## Questions
• A. Write out the email about the Amazon from "Several detais, including" up to and including "that live here.", swapping "astonishing" for "shocking".
• B. In the email about the Amazon, which place does the existing road from Cuiabá lead to?
• C. Name every country the email about the Amazon mentions by name.

## Source extract

_ _ _

Lucio Agra lucioagra at gmail.com
Sat Sep 21 01:35:36 AEST 2019

Hi, everybody.
I've been lurking until now, following the discussion and preferably trying
to do not interfere.  Margaretha, though, has put a good point here.

Today I waked up with a message sent by a colleague  through Whats Up, with
a link to The Intercept ,where a young brazilian journalist, from their
crew, grabbed some information about the plans that the Govern - and
particularly the Army - have been preparing concerning Amazon area. The
militaries basically reedited an ancient doctrine about security on the
Amazon frontier. Among several conspiration theories involving the
construction of an independent country for Yanomoanis in collaboration with
Venezuela, and other klind of misconception there is an intention to get
around ancient plans of roads construction in the region. There is already
a road that connects Cuiabá (in the middle of the country) to Santarem. Up
to this place, there begins the region known as Calha Norte, which was
involved in disputes and projects since Military Dictatorship in the 70s
and 80s. It gave raise to a rumorous situation that involved, in the past,
some militaires and empresarios. Well, here they come again, projecting the
occupation of Indigenous areas with mining and people brought from other
parts of the country, with the aim to avoid a supposed "invasion" of
Chinese immigrants that also supposedly have benn growing in Suriname.
Several detais, including a presentation with maps and some audio
registering the meetings done in the state of Pará, were disclosed by
Intercept. The material is astonishing even to those of us who were born
and in Brazil and to all that live here.

_ _ _

(Photo-based referring expression data)
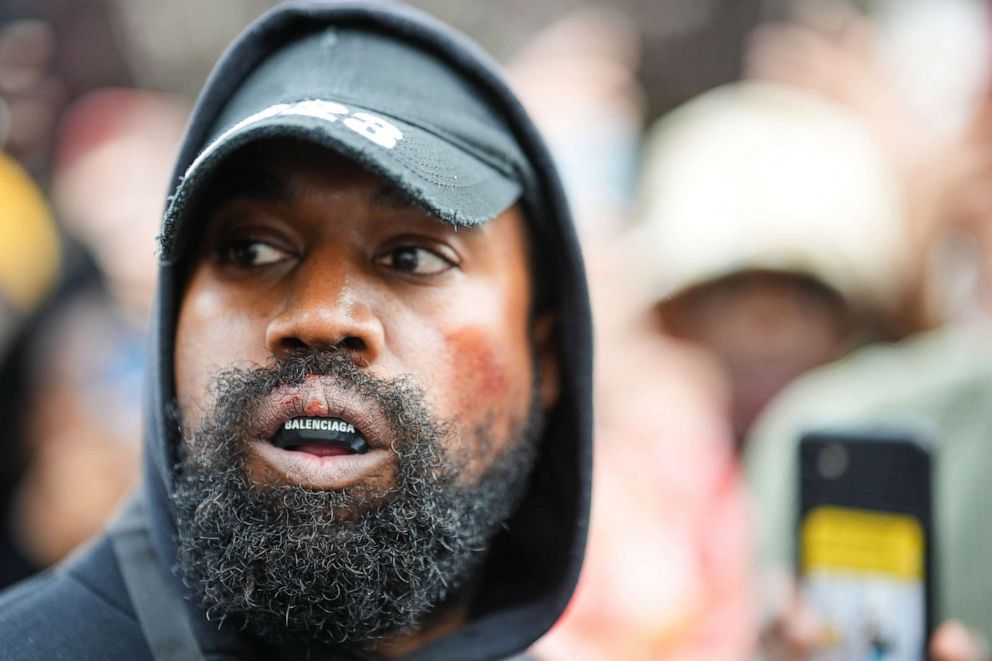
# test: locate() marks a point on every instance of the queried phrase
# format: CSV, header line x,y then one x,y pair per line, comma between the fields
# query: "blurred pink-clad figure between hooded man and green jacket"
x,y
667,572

_ _ _

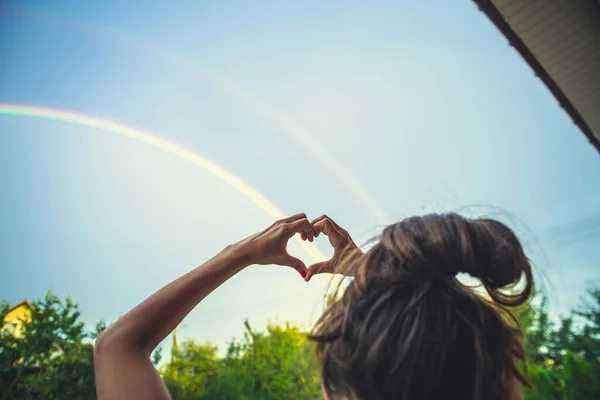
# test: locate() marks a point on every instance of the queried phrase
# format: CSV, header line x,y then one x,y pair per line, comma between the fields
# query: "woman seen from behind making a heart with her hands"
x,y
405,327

_ _ _

## Your responses
• A.
Several detais, including a presentation with maps and some audio
registering the meetings done in the state of Pará, were disclosed by
Intercept. The material is shocking even to those of us who were born
and in Brazil and to all that live here.

• B. Santarem

• C. Venezuela, Brazil, Suriname